◆ **Input material**
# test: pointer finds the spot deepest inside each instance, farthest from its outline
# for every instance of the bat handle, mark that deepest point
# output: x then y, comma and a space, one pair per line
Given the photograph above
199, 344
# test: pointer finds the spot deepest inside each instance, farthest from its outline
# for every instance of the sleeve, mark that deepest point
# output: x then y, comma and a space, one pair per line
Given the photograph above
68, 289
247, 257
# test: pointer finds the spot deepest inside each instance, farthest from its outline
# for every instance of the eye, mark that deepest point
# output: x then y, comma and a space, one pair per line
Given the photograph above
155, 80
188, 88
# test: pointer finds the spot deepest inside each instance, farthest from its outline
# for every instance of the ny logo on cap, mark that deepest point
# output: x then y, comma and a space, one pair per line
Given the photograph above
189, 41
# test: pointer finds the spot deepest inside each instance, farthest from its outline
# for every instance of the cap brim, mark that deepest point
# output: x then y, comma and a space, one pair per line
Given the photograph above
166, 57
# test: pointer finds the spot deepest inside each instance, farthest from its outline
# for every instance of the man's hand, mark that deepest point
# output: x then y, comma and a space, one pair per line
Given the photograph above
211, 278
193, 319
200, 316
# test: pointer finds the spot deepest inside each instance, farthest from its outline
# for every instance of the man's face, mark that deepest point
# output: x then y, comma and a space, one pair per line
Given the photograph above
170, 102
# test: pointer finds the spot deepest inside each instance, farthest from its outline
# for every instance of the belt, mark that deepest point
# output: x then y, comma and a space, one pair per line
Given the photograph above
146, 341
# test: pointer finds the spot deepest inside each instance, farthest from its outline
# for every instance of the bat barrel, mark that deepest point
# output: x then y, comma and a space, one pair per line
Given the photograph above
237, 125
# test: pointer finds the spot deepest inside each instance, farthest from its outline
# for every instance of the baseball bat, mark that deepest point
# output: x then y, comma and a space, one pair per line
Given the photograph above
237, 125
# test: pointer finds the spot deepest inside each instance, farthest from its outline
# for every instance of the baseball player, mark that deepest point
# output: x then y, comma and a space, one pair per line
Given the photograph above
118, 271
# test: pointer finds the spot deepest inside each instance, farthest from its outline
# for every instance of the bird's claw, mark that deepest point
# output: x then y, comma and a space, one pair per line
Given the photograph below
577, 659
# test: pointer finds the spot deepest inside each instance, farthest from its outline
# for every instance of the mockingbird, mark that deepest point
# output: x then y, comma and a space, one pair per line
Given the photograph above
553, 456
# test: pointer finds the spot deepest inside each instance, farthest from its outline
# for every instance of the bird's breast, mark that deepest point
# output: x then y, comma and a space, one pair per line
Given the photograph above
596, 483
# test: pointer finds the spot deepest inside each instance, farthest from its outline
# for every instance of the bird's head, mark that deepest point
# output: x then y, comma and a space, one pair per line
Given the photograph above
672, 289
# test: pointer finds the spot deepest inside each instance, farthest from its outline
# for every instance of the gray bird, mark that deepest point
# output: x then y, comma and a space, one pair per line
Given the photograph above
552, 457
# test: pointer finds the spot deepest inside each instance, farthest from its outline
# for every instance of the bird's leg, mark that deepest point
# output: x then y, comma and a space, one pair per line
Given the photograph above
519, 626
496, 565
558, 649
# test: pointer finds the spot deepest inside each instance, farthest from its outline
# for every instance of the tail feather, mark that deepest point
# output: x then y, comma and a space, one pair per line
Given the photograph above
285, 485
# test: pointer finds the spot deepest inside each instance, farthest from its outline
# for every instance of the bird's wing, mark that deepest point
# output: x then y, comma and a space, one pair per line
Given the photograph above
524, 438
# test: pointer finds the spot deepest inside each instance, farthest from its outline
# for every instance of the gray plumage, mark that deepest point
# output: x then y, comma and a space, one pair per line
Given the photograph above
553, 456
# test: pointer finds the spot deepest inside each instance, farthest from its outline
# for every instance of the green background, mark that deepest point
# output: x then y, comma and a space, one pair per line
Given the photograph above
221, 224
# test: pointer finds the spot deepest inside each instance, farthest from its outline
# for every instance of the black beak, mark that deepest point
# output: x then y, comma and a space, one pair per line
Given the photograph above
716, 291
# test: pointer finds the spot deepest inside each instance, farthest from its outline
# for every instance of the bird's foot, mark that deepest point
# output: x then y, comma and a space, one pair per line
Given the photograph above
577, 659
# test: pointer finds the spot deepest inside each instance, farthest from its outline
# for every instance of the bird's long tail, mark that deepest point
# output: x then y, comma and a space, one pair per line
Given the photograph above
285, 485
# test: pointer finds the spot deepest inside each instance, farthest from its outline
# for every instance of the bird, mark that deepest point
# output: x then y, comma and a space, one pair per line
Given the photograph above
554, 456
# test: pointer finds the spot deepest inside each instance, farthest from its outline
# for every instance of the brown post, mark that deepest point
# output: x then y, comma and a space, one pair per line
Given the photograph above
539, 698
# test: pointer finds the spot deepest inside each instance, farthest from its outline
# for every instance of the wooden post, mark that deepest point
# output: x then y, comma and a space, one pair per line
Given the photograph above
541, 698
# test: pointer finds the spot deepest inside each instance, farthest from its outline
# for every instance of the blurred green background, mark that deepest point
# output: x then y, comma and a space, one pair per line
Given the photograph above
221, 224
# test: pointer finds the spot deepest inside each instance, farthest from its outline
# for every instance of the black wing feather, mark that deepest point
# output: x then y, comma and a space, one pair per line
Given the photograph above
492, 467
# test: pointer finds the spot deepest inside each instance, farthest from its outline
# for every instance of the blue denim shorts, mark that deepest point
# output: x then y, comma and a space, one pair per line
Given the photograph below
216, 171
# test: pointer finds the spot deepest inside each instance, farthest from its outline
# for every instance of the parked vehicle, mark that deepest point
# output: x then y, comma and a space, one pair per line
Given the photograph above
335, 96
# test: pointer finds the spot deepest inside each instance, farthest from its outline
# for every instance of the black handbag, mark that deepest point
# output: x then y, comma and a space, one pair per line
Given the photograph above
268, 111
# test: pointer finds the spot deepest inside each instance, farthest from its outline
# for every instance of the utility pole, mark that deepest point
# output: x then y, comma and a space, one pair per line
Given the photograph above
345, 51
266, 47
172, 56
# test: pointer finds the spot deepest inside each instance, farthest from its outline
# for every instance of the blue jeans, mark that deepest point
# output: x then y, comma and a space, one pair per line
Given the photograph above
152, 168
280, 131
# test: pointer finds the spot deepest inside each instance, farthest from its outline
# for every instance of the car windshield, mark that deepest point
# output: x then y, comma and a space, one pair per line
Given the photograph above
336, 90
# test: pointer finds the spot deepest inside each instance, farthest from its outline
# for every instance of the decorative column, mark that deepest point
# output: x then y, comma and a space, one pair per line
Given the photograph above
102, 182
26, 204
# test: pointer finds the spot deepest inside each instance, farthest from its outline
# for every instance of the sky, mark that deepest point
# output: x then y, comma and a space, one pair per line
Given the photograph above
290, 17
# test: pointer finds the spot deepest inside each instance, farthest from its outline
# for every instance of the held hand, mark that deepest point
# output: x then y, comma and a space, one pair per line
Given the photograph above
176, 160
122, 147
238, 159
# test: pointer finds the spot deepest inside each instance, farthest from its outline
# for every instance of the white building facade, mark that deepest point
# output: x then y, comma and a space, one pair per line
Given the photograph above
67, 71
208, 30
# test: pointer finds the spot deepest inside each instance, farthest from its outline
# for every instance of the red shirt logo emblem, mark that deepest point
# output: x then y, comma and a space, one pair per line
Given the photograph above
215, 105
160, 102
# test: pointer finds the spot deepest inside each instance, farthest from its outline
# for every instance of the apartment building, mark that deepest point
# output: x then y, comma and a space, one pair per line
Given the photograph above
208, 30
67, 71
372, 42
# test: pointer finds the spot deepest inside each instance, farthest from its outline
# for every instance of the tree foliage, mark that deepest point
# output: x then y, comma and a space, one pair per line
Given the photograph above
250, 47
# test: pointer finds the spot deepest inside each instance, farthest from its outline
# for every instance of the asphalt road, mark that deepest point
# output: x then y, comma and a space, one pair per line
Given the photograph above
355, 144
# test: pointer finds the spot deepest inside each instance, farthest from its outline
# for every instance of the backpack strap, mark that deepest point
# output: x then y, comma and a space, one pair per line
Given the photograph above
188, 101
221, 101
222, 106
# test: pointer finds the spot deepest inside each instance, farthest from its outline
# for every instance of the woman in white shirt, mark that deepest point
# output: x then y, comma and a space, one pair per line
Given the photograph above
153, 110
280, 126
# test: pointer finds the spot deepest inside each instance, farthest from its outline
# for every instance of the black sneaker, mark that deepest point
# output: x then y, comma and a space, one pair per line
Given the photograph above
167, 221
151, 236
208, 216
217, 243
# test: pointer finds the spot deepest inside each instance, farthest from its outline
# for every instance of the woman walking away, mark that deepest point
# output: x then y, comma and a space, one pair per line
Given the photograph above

◆ **Problem to solve**
Report how many lines of the listing above contain the string "building", giving only the number.

◆ **Task solution**
2